Start of THE RECORDS

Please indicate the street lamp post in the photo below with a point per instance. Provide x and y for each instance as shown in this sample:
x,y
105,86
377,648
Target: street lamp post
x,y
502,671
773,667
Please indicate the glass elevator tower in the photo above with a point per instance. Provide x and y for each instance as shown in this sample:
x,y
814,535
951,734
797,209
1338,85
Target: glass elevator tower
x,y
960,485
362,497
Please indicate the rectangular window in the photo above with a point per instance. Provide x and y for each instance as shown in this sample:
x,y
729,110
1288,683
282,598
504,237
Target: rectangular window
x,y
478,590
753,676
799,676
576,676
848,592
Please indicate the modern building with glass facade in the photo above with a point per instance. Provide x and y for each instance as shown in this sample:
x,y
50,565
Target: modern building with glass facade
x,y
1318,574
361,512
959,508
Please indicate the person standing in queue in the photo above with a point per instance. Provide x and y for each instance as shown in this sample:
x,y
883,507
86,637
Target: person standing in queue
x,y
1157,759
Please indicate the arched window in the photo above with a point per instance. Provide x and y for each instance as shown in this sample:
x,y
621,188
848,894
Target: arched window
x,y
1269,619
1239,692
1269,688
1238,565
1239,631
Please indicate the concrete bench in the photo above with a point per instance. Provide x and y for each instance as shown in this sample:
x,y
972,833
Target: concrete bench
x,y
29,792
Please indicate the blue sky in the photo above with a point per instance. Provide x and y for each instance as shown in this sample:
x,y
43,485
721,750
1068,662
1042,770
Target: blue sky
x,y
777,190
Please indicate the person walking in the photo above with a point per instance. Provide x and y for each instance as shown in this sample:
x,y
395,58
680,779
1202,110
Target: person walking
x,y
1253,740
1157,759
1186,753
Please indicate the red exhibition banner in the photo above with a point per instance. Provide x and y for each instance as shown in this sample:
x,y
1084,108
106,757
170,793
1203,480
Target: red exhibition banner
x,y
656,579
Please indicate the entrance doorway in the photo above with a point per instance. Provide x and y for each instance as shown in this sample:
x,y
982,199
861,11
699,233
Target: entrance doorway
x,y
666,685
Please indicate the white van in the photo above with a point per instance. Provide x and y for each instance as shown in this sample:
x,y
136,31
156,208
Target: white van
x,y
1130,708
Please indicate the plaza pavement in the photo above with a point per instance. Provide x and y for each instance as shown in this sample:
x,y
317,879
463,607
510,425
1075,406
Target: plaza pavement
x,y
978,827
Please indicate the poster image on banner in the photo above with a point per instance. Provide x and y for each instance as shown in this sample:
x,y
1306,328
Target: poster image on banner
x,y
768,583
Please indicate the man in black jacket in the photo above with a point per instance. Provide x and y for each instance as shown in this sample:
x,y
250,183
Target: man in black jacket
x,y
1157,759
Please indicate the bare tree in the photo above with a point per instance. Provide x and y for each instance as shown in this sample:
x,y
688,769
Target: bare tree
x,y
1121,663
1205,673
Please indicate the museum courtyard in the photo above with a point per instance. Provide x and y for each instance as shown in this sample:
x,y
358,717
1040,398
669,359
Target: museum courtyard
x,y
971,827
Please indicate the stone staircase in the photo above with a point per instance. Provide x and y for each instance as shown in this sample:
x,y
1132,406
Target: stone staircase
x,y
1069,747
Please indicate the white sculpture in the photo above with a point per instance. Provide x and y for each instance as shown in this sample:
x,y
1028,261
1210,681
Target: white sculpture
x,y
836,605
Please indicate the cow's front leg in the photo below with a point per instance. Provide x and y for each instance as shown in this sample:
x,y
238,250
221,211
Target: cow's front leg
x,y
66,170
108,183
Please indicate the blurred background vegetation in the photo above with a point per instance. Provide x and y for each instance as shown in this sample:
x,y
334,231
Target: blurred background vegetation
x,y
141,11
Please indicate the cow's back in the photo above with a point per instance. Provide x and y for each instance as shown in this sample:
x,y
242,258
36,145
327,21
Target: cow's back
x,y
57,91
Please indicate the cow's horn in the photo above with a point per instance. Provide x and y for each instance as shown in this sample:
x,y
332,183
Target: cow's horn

End of THE RECORDS

> YOUR TASK
List each line in the listing that contains the string "below".

> THE ANSWER
Please indicate the street lamp post in the photo below with a point per instance. Provide x and y for each instance as shown in this sample:
Please indicate the cow's front leg in the photo below with a point per instance. Provide x and y for each instance as shown in this sample:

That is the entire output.